* _TASKS TO CARRY OUT_:
a: In the account of leaving the ashram, why did the narrator go through with the abortion after nearly changing their mind in the Delhi hospital? Answer in one to three sentences.
b: Answer these questions from the account of leaving the ashram:
(i) What new name did Swamiji give the narrator after the return to the ashram?
(ii) Where was Rajneesh at that time?
(iii) What kind of meditation does Jack Kornfield teach?
c: Extend the account of leaving the ashram, starting right after the final text shown.
::: PAGE EXTRACT :::
There were several reasons why it was so hard for many of us to leave or to give up our search altogether. One reason was the trance states we experienced. Many of us had extraordinary experiences for which I have no explanations to this day. What we didn’t realize is that, just because we experienced peace and ecstasy, and maybe had various visions, this did not mean that emotional difficulties or psychological problems had been cured or transcended. Another reason is that we became too frightened or paranoid to leave; if we lost faith, we would miss out on this rare opportunity to be with an enlightened master. In the Himalayas, we were encouraged to develop a phobia of the outside world: that world out there, outside the ashram, was in some way evil, samsara, nonspiritual. If we left, it would mean that we had not only failed but had also been in error. And we would have to return to the West, now a foreign place. Many of us had no jobs to go back to and had broken ties with old friends and past social networks. Most of all, we lacked the insight to leave!

My faith, however, had disastrous consequences. My fantasy of being the consort of a god-man in some magical kingdom came to an end when I became pregnant. That condition was not meant to be part of the divine drama! Swamiji insisted that my sickness was just my body “cleansing itself,” and at first he would not let me see a doctor. Upon hearing the doctor’s verdict, at first I thought, “What a miracle, a holy child!” It never occurred to me to have an abortion, but that’s exactly what Swamiji ordered. It was my fault and my “bad karma.” I almost changed my mind, alone in a noisy Delhi hospital, but when my passport and all my money were stolen, I fell into a state of utter confusion and distress. I also feared being rejected by Swamiji and cast out of his holy abode. When I returned to the ashram, things were never the same. I was no longer subservient and became defiant and enraged at times. Swamiji gave me a new name Ardhana (demonic apsura) and said I was possessed by an evil spirit.

On several occasions I went over and visited Swami Chidananda (the respected world leader and head of the Sivananda Yoga Foundation) on the other side of the Ganges. I told him of my problems with Swamiji, but he reassured me by saying there is a long Indian tradition of surrender to one’s spiritual guru, even when serious flaws are discovered. He explained that all that matters is the strength of devotion, and this will transform the aspirant. That explanation lifted my spirits for a while, but it didn’t last. My physical and mental health began to deteriorate, and there came a time for me to leave, for good.

Initially I was helped, believe it or not, by going to another guru, Rajneesh, who at that time was in Poona. I was given another name, Ma Prem Sagara, meaning “ocean of love.” I spent a year at Poona and had my first experience of Western psychotherapies. These helped me in a way that meditation and yoga never had; for the first time in my life I was allowed to be angry, to let out some of my fear, and grief. Some of this therapy was “extreme,” and abuses of power certainly occurred; but I never was part of any sex orgy nor witnessed any violence in workshops as was widely reported in the press.

Jack Kornfield, a well-known American teacher of Vipassana meditation, is a strong advocate for psychotherapy as part of spiritual life:

Because the issues of personal life are often the source of our greatest suffering and neurosis, of our deepest attachments and greatest delusion, we fear them and may unconsciously use spiritual practice to avoid dealing with them. How disappointed certain students become when they leave their ashrams and monasteries (Buddhist or Christian) and find that after ten or fifteen years they still have not really faced their life, not faced the root fears and the areas of suffering that limit and entangle them (1993, p. 253).
::: INFORMATION GIVEN :::
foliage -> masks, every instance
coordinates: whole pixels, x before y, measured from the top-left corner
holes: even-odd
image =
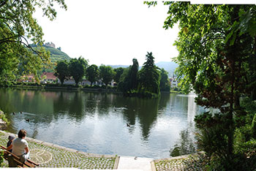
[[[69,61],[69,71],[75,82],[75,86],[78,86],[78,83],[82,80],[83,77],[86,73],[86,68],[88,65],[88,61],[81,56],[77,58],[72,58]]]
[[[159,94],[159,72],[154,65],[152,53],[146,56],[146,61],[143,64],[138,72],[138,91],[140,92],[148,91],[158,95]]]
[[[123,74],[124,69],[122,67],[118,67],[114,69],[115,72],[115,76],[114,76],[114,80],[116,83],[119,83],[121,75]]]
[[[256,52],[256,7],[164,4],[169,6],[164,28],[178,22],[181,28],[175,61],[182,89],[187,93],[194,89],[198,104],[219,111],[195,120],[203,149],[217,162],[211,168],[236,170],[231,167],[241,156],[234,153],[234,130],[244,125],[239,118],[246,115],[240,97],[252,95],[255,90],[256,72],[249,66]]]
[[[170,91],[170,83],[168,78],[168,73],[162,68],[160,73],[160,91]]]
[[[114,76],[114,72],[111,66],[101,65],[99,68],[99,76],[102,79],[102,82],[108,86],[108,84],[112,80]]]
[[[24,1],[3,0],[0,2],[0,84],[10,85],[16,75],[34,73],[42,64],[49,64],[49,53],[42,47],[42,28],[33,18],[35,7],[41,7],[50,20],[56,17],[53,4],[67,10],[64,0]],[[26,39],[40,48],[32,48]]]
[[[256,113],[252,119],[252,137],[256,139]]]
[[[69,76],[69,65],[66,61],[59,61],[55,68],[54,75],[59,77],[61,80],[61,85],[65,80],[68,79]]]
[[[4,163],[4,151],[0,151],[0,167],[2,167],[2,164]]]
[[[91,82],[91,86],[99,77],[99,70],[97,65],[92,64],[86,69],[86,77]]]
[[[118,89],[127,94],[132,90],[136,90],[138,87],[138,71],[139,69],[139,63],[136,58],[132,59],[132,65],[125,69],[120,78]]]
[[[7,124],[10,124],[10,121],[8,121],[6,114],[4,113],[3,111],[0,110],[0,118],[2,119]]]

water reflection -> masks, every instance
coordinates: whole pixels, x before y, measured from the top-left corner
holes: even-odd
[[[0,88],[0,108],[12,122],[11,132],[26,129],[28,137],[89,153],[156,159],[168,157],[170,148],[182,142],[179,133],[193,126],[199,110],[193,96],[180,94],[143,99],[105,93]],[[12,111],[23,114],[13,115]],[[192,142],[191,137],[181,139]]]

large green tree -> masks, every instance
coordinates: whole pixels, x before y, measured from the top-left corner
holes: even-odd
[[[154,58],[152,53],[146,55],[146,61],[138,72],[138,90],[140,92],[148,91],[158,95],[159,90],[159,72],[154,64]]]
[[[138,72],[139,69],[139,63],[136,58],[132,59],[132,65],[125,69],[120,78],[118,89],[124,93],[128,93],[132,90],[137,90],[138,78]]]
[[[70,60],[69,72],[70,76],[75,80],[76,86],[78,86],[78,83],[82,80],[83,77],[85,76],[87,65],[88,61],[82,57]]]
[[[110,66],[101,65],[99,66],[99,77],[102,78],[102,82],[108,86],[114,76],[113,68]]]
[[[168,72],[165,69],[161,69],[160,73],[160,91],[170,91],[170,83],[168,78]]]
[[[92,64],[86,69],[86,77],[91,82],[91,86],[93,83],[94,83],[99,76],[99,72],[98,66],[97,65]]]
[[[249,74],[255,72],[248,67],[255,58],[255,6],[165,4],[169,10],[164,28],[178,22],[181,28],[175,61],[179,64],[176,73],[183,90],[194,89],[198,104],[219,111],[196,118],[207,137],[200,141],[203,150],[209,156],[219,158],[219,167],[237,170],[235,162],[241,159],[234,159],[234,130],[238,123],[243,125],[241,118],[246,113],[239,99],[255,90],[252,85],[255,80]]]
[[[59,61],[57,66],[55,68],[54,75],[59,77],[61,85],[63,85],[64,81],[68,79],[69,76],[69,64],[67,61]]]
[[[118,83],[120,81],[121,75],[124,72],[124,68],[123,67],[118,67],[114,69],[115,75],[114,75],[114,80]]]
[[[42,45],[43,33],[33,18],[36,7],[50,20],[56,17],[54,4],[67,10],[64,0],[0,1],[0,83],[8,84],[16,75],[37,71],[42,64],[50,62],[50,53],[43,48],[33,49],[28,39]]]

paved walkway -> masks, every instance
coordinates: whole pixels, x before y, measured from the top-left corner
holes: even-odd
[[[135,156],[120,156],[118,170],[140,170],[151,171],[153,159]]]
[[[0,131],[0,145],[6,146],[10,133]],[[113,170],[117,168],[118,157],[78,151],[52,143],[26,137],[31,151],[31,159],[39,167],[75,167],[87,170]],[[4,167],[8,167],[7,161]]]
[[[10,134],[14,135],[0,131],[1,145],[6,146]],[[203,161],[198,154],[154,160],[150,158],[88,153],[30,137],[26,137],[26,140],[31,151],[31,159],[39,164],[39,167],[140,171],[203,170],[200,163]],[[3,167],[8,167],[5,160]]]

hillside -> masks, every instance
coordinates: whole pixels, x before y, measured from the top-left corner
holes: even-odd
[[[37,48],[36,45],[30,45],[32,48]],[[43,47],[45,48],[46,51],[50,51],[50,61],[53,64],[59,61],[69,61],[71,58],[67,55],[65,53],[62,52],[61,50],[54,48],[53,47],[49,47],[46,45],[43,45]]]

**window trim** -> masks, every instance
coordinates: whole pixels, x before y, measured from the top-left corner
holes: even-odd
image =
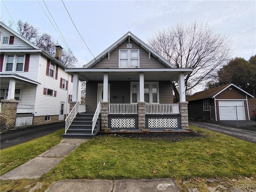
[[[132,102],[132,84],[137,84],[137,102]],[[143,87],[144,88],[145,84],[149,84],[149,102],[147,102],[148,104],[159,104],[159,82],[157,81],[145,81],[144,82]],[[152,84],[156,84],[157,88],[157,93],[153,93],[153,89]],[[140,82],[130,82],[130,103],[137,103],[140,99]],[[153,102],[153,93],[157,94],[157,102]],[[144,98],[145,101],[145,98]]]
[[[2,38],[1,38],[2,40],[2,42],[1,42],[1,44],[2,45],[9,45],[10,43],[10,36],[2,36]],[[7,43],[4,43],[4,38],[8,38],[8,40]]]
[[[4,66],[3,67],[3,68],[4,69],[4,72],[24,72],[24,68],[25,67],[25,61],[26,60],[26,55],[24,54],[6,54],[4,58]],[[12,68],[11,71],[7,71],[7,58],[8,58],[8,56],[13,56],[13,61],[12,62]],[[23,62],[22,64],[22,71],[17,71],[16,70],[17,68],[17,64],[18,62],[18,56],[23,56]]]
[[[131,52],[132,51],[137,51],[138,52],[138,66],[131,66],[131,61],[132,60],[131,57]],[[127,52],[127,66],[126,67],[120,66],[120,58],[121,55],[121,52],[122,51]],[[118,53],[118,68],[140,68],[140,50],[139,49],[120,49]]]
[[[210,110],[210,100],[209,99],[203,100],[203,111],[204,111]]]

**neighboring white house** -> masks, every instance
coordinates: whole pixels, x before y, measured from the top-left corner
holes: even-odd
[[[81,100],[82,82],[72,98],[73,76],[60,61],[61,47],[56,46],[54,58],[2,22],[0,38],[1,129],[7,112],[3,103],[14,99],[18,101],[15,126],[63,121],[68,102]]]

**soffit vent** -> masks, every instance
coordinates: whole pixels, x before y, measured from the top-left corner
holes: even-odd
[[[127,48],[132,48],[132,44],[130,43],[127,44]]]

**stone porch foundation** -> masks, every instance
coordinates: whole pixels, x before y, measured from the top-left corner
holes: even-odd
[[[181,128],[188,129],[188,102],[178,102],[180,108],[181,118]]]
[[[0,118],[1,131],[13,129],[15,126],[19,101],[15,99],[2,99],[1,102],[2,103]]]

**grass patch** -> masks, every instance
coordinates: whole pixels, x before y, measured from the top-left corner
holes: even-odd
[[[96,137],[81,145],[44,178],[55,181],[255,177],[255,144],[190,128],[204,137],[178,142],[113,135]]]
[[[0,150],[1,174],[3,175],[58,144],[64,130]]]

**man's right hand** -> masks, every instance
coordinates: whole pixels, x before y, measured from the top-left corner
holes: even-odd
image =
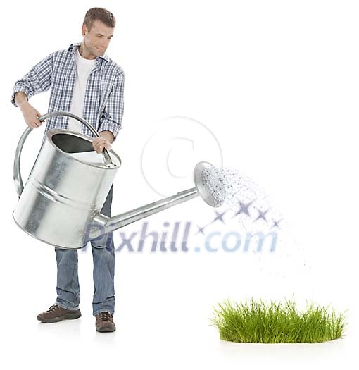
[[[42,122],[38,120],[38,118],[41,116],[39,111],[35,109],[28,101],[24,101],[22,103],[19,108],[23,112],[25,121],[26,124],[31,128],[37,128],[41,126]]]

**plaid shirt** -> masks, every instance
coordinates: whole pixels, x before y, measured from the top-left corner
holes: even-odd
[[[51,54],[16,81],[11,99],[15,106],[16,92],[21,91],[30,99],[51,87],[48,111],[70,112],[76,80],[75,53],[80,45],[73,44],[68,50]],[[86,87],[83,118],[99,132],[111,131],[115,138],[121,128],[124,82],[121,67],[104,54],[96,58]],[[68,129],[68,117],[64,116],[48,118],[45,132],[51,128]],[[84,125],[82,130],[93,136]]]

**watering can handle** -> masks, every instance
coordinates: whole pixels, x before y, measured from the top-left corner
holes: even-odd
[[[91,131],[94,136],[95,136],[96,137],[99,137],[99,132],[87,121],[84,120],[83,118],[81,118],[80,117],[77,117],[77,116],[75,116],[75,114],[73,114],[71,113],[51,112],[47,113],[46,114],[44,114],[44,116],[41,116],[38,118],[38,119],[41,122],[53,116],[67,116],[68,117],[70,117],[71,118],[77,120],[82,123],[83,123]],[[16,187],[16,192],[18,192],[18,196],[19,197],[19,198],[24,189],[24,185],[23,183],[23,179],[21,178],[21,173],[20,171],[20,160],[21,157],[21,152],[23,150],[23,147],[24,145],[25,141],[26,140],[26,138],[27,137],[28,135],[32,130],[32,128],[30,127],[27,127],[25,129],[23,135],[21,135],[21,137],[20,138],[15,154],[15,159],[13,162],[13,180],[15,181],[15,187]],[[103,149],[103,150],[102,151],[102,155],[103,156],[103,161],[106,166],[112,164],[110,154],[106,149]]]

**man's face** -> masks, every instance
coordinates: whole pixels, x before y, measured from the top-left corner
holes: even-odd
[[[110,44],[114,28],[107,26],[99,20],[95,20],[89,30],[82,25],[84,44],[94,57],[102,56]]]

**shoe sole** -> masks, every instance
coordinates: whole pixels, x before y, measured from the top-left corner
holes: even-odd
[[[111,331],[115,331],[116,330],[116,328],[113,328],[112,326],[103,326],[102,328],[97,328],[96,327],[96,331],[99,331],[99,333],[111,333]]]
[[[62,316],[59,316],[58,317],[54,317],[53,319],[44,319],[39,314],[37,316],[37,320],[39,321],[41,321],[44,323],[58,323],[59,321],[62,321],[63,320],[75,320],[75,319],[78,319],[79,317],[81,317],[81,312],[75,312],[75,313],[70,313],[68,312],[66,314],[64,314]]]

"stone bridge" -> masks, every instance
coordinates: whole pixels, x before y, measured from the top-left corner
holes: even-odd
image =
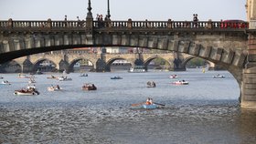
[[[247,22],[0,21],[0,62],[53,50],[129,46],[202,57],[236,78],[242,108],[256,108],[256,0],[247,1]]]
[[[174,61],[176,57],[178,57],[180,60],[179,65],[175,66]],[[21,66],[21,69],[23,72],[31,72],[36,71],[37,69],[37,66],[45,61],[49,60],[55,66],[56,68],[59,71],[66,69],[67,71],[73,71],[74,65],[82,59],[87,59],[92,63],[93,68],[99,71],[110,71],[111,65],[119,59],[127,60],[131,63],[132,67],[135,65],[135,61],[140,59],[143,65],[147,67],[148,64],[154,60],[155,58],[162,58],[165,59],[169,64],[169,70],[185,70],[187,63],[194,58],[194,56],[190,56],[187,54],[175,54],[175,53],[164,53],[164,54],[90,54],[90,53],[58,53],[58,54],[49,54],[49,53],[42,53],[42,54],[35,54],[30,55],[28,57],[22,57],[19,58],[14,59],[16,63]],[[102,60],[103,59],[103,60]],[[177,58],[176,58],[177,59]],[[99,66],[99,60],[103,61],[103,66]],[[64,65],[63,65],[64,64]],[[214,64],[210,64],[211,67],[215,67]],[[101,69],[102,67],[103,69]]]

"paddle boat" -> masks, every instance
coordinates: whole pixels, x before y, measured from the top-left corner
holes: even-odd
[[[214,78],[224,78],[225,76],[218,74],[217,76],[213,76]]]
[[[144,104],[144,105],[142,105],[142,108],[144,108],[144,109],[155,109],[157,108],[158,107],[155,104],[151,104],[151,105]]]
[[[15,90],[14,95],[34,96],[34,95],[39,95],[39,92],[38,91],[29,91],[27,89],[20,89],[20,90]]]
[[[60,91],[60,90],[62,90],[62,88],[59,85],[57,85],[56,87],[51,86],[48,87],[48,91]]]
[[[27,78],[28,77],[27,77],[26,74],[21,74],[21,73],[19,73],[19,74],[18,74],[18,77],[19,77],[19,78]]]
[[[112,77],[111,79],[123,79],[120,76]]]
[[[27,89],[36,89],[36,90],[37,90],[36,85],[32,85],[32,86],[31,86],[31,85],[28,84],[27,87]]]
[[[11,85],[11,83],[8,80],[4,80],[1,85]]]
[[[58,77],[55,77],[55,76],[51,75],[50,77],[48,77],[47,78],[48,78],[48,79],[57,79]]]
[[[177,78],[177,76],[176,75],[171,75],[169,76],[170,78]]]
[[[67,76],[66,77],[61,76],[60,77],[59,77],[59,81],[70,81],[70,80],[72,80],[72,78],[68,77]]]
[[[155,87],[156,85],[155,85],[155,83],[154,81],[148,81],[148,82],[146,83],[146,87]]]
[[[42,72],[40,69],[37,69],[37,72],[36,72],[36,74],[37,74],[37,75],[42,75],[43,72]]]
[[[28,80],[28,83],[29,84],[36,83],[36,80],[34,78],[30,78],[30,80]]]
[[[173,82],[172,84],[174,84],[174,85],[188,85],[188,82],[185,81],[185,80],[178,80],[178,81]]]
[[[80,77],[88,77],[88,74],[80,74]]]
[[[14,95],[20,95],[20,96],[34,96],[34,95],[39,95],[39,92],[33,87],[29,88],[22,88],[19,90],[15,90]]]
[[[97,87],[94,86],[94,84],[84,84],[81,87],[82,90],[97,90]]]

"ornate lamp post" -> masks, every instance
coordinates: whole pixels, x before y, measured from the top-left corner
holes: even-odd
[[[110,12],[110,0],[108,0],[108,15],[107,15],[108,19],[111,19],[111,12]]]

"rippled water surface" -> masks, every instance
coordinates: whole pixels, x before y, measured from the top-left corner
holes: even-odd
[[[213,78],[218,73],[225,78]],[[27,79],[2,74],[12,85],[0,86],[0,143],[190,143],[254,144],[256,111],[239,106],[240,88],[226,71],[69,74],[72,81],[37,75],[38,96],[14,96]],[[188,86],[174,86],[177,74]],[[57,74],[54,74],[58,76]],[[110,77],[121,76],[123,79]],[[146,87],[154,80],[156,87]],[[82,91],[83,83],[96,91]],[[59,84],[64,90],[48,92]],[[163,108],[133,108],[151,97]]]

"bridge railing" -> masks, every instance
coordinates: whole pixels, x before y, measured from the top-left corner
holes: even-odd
:::
* _ANSWERS PROVIDED_:
a: The narrator's passport and all their money were stolen, which left them in a state of utter confusion and distress. They also feared that Swamiji would reject them and cast them out of his holy abode.

b:
(i) Ardhana
(ii) Poona
(iii) Vipassana meditation

c:
Life at Poona was in many ways refreshing and in strong contrast to the rigidity and repression I found in many of the traditional Hindu ashrams I had visited. Unless one was part of the “inner circle” and lived within the confines of the ashram itself, one was free to do as one pleased. I lived outside the ashram in a comfortable apartment and even began earning an income from various projects, including the compilation of a book called Bhagwan’s Neo-Tantra (Gunther, 1980).  Now, looking back, my time in Poona was like a “halfway house,” helping me to make the transition back into the real world. I experienced an honesty and authenticity amongst the Rajneeshees (at least amongst the ones I associated with) that was rare compared with other groups.

But toward the end of the year, things began to change. There were a few suicides and rapes, a number of sannyasins had mental breakdowns and were shunted off to local psychiatric hospitals (and abandoned), and the guards at the gate became armed. Increasingly, I found myself in a questioning or doubting state of mind—that “monkey” mind of mine, which had hounded me throughout my odyssey. At the end of the year, I received a note, ostensibly from Rajneesh but presumably from one of his secretaries. The note said I was resisting him, and it was time to go back to the West (many other sannyasins received similar notes at this time). I took that as my cue. My mother also sent me a newspaper cutting of the Jim Jones mass suicide. I remember thinking, “Could this happen here?”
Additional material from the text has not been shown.